I disagree with the decision; I have said repeatedly that I think the death penalty should be applied in very narrow circumstance for the most egregious of crimes.  I think that the rape of a small child, six or eight years old, is a heinous crime, and if a state makes a decision under narrow limited well defined circumstance the death penalty is at least potentially applicable.

While death is clearly not an authorized punishment for a violation of Article 120b, it’s a closer call whether death remains an authorized punishment for violations of Article 120(a), though I believe the better argument is that it is not.

 Let’s review the bidding.  Before the 2006 version of Article 120 took effect for offenses on or after 1 October 2007, Article 120 authorized death as a penalty for rape.  The 1 October 2007 removed that authorization from the UCMJ itself.  The five justices in the Kennedy majority noted that the absence of language in the 2006 version of Article 120 permitting the death penalty calls into question whether a court-martial could adjudge such a sentence in light of Article 18’s provision that a general court-martial has jurisdiction to impose a death sentence only “when specifically authorized by this chapter”  See Kennedy, 129 S. Ct. at 2 (statement of Kennedy, J., with whom Stevens, Souter, Ginsburg, Beyer, JJ., join, respecting denial of rehearing).  Instead of authorizing death in a provision that would become part of chapter 47 of title 10 of the United States Code, the 2006 authorization act provided:

(b) INTERIM MAXIMUM PUNISHMENTS.—Until the President otherwise provides pursuant to section 856 of title 10, United States Code (article 56 of the Uniform Code of Military Justice), the punishment which a court-martial may direct for an offense under section 920 of such title (article 120 of the Uniform Code of Military Justice), as amended by subsection (a), may not exceed the following limits:
(1) SUBSECTIONS (a) AND (b).—For an offense under subsection (a) (rape) or subsection (b) (rape of a child), death or such other punishment as a court-martial may direct.
***
● REQUIRED WORK:
From the passage on the death penalty under Article 120, copy out the part between "(b) INTERIM MAXIMUM" and "court-martial may direct.", inclusive, swapping "Uniform Code of Military Justice" for "UCMJ".

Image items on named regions
***
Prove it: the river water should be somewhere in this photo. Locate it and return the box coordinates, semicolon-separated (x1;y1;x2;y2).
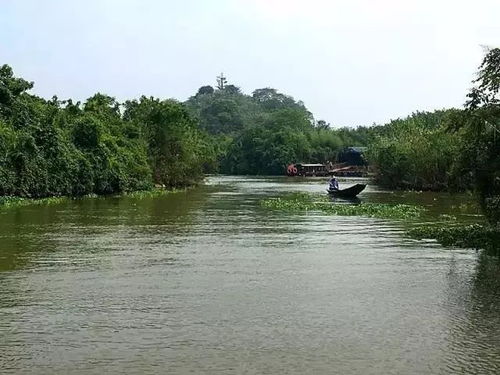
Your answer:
0;177;500;374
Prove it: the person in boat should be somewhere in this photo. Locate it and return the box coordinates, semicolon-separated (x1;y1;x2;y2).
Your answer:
328;176;339;190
***
● REPLY:
(b) INTERIM MAXIMUM PUNISHMENTS.—Until the President otherwise provides pursuant to section 856 of title 10, United States Code (article 56 of the UCMJ), the punishment which a court-martial may direct for an offense under section 920 of such title (article 120 of the UCMJ), as amended by subsection (a), may not exceed the following limits:
(1) SUBSECTIONS (a) AND (b).—For an offense under subsection (a) (rape) or subsection (b) (rape of a child), death or such other punishment as a court-martial may direct.